Task goal:
Tally the lines in the material below that contain the string "each", treating uppercase and lowercase letters as distinct. Give only the resulting number.

Provided information:
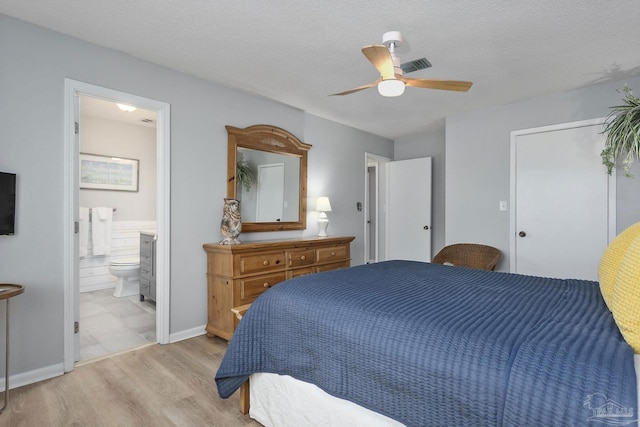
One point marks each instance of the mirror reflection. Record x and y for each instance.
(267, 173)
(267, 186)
...
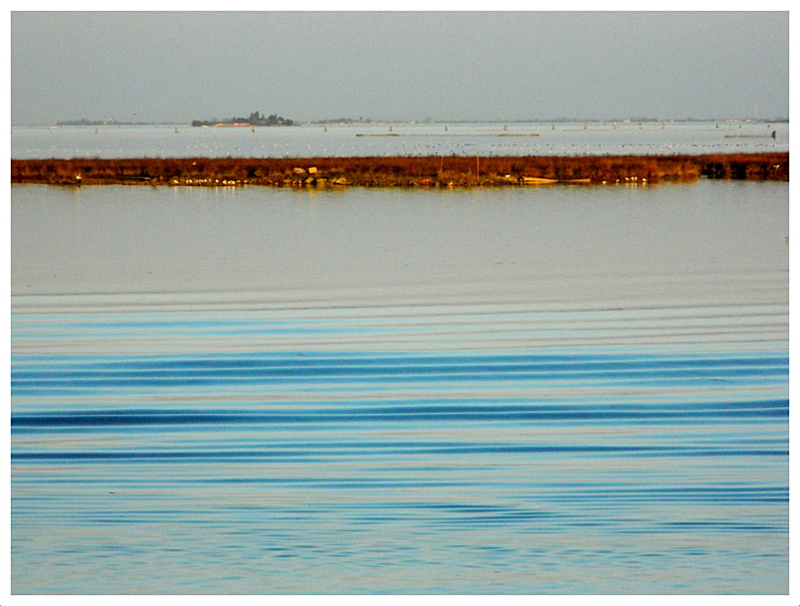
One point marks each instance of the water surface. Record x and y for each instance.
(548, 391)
* * *
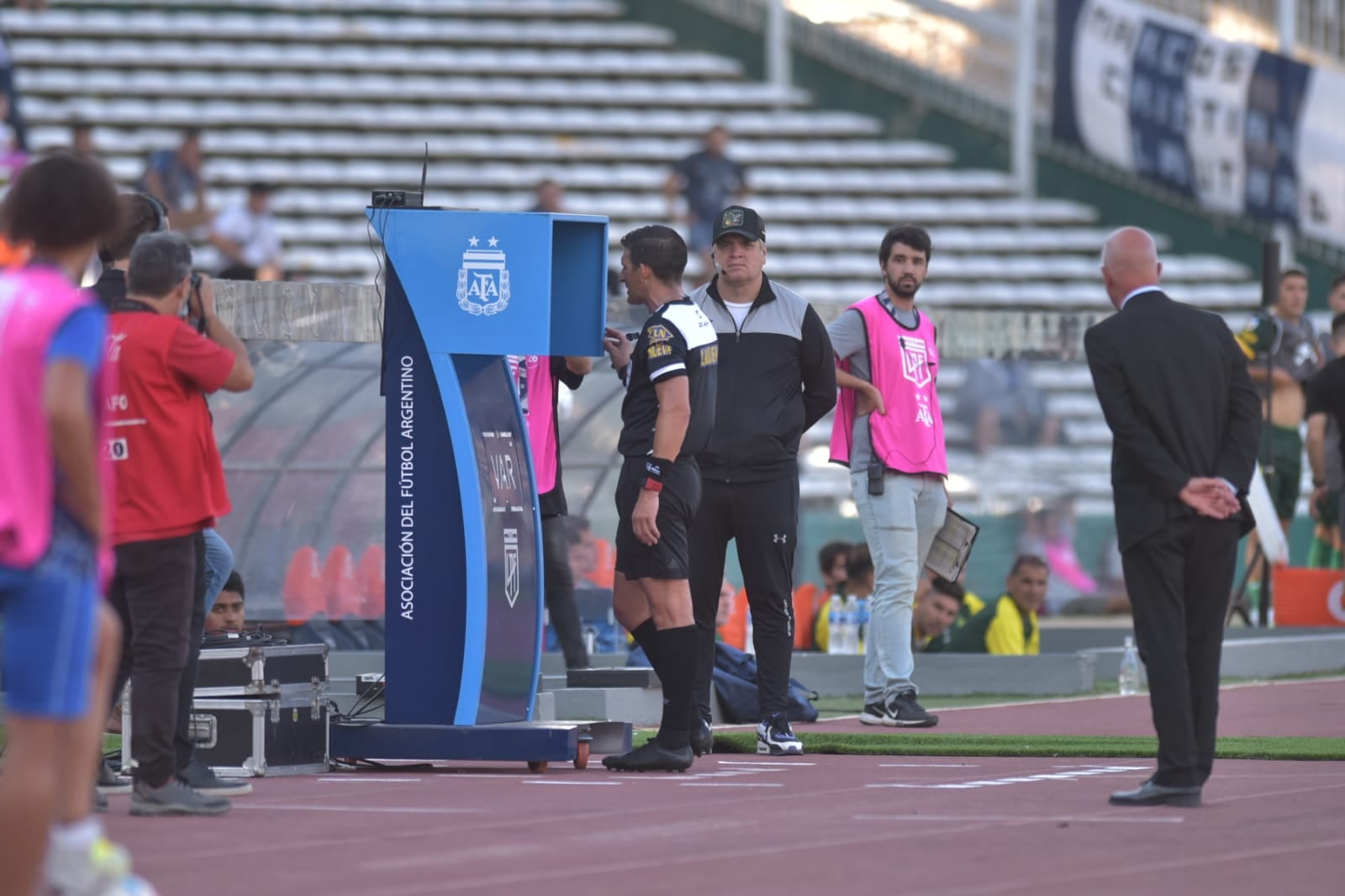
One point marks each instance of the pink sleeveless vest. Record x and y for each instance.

Problem solution:
3